- _GIVEN TEXT_
--- START ---
Last night's episode, Glitter Rock, focused on the bands and singers that emerged in the early 70's, sandwiched between the eras of 60's Hard Rock and Punk. Lester Bangs (http://en.wikipedia.org/wiki/Lester_Bangs) laid into it with relish, calling the music slick, shallow, superficial and deeply depressing. Also vacuous, bland, ignorant, stupid, mindless, drab, dumb and self-indulgent frippery. And you can't say fairer than that.

He also pointed out that this music had no intellectual energy whatsoever - it had nothing to say of any interest. Which is generally very true, and in contrast to the traditions in jazz, blues and rock, where emotional honesty and honesty about the state of the world was taken for granted. As was great musicianship.

Glitter and glam were pure escapism - shiny and dumb. It was hard to see how it could appeal to a teenager with even half a brain, but easy to see how retards of any age could get off on it. Its only goals and values were fame and riches.

Stupid clothes, stupid hairdos, ridiculous attitudes. Nothing countercultural or rebellious whatsoever. Vacuous materialism - like the rest of society, only taken to extremes.

Music for escapism, 100% style, packaging and presentation; 0% content.

As Ian Anderson said in the programme, rock isn't meant to be a professional, organised branch of show business. Though Pop is.

So-called Glitter Rock was strictly for kids who were looking for self-aggrandisement, seeing it as a business, and not a calling, or an artform.

Bryan Ferry couldn't even hold a tune. His use of pin-ups and glamour girls on his album covers certainly had nothing to do with art and everything to do with blatant eye-catching packaging. Art has something to do with the communication of feelings and the revelation of truths.

None of the individuals in the bands that peaked in the early '70's had any soul, any authenticity, any truth to reveal. T Rex? Gary Glitter? Alice Cooper? Kiss?

Bowie said on the programme that he'd started out as a jazz sax player, but wasn't much good at it. Therefore he'd gone into pop and rock, which he could 'fake' (his word) quite easily. Theatricality and showmanship came very easily.

Elton John and Bowie were maybe the most interesting of the glam rockers, in that they were extremely good at what they did, and actually recorded the odd exceptional track. You could possibly same the same of Roxy Music. Unfortunately these people were all posers and fakers, to use Bowie's word. They had much more in common with Gary Glitter than, say, Chuck Berry, Jerry Lee Lewis, BB King, the Stones, Doors, Neil Young, etc.

Did Glam and Glitter have any durability and quality? Would anyone pay to see it performed now? Maybe if you were an adolescent in the '70's and felt like wallowing in nostalgia for stuff you thought at the time was pretty exciting. After all, a reformed Roxy did a show in Victoria Park about 10 days ago, and it seems plenty of people paid to watch.

http://www.gigwise.com/news/54847/Roxy-Music-Grace-Jones-To-Headline-Lovebox-Festival-2010

Roxy Music: as decadent as ever, they noodled their way beautifully through a bunch of slowies, before ending on an intoxicating blast of Virginia Plane, Let’s Stick Together and Love is the Drug. A band once described as 'the triumph of artifice’ proved they were the perfect headliners for a crowd of East End peacocks.
--- END ---
- _PROBLEM TO SOLVE_
According to the glitter rock review, what did Bowie say he started out as? Please note that the listing isn't needed here.

- _DATA SUPPLIED_
--- START ---
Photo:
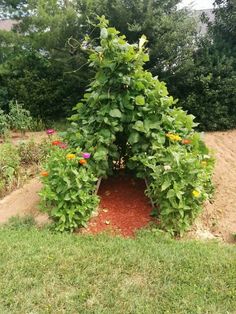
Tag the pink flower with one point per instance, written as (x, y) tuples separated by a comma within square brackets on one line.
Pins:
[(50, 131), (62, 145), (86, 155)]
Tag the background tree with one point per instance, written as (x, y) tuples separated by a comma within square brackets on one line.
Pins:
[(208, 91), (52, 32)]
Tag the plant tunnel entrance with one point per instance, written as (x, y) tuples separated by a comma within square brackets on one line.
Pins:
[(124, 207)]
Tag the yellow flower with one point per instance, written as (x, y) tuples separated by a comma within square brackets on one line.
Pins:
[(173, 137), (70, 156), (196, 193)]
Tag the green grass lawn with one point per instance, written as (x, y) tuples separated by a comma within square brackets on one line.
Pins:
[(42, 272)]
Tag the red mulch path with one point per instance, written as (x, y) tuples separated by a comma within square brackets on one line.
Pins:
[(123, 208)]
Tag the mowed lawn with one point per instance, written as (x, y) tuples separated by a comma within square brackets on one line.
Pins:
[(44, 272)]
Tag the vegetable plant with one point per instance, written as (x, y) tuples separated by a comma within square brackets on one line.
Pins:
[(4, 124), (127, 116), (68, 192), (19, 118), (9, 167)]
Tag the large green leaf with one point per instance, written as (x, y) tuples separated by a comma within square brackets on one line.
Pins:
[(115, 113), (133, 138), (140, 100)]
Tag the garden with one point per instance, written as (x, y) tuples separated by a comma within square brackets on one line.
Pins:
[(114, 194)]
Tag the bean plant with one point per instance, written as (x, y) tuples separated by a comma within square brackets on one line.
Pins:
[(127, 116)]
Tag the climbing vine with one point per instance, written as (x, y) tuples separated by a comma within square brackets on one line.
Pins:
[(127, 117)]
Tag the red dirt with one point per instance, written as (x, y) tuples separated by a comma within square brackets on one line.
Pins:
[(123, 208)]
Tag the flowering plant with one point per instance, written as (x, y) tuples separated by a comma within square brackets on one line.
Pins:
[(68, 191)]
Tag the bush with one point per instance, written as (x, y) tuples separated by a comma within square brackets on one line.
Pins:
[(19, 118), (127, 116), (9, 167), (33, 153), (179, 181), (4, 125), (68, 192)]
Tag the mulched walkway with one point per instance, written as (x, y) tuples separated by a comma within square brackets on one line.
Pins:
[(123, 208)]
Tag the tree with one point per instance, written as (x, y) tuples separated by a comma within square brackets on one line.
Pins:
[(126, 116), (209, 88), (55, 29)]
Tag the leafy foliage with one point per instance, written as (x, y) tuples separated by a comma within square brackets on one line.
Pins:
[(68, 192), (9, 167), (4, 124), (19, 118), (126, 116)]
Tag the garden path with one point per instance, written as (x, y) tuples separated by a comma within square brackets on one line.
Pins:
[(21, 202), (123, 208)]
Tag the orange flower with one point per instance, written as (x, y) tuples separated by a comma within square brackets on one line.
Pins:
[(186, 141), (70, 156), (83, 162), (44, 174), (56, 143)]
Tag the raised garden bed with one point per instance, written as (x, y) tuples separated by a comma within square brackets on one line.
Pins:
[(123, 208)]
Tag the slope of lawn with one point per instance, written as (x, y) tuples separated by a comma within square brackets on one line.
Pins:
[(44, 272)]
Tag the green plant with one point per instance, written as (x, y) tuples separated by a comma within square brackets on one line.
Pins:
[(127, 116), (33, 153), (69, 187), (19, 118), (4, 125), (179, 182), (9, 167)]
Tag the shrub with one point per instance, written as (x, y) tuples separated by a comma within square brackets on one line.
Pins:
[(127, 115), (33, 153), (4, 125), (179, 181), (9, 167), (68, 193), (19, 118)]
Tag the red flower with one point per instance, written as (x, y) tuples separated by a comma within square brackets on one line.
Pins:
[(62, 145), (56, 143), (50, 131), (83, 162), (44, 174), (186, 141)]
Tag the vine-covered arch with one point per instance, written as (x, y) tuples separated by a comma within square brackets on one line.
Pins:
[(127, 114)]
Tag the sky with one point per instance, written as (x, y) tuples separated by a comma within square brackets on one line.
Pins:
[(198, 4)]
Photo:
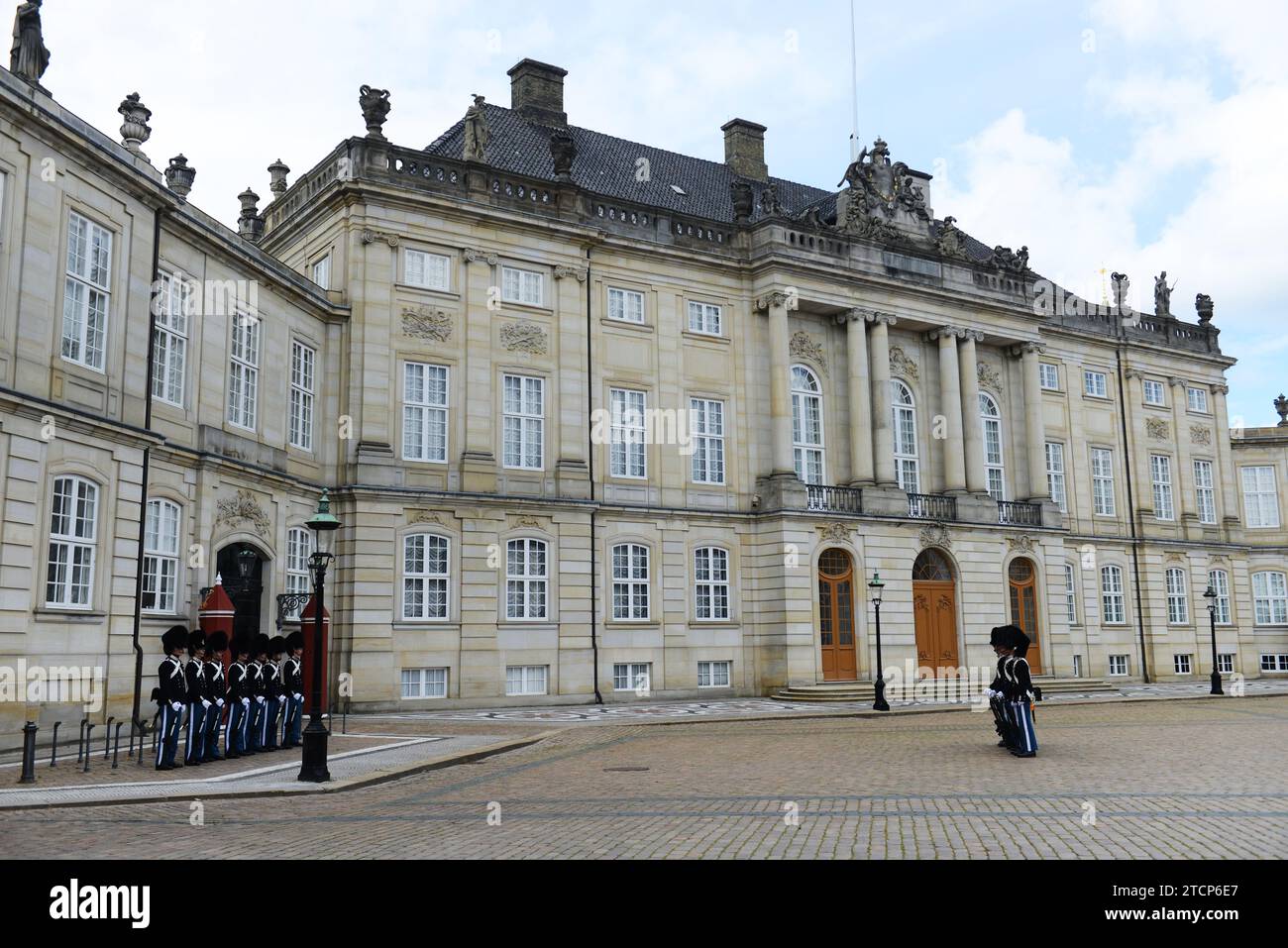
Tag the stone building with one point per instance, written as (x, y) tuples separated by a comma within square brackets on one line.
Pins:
--- END ---
--- START ---
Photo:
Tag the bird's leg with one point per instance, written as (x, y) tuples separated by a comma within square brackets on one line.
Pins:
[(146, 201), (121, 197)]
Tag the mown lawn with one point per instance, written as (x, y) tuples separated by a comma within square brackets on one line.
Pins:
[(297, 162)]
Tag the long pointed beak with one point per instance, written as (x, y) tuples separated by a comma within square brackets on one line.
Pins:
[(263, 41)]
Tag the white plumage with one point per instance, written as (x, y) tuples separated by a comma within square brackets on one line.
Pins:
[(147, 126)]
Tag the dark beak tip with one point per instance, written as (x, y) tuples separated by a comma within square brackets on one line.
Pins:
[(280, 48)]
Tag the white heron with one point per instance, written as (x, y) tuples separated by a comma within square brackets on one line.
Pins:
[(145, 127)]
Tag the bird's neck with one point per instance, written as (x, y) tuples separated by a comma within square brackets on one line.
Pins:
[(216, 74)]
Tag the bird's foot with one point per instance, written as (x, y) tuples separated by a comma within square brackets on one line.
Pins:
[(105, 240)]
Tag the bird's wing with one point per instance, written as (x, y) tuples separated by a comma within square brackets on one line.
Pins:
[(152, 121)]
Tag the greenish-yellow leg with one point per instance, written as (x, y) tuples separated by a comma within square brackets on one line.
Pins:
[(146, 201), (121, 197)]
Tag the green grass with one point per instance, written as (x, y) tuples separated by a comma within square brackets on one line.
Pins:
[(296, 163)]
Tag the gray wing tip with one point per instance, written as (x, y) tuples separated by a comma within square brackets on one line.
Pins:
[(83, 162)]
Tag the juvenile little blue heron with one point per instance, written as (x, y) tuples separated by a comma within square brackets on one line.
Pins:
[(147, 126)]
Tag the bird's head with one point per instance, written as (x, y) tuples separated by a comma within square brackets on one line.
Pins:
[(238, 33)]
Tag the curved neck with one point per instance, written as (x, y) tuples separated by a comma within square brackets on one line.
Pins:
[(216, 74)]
--- END ---
--- START ---
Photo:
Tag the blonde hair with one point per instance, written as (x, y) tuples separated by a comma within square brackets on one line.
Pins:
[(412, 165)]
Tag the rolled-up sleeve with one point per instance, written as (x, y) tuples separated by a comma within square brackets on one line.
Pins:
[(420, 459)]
--- END ---
- _CORRECT RESPONSE_
A jazz sax player.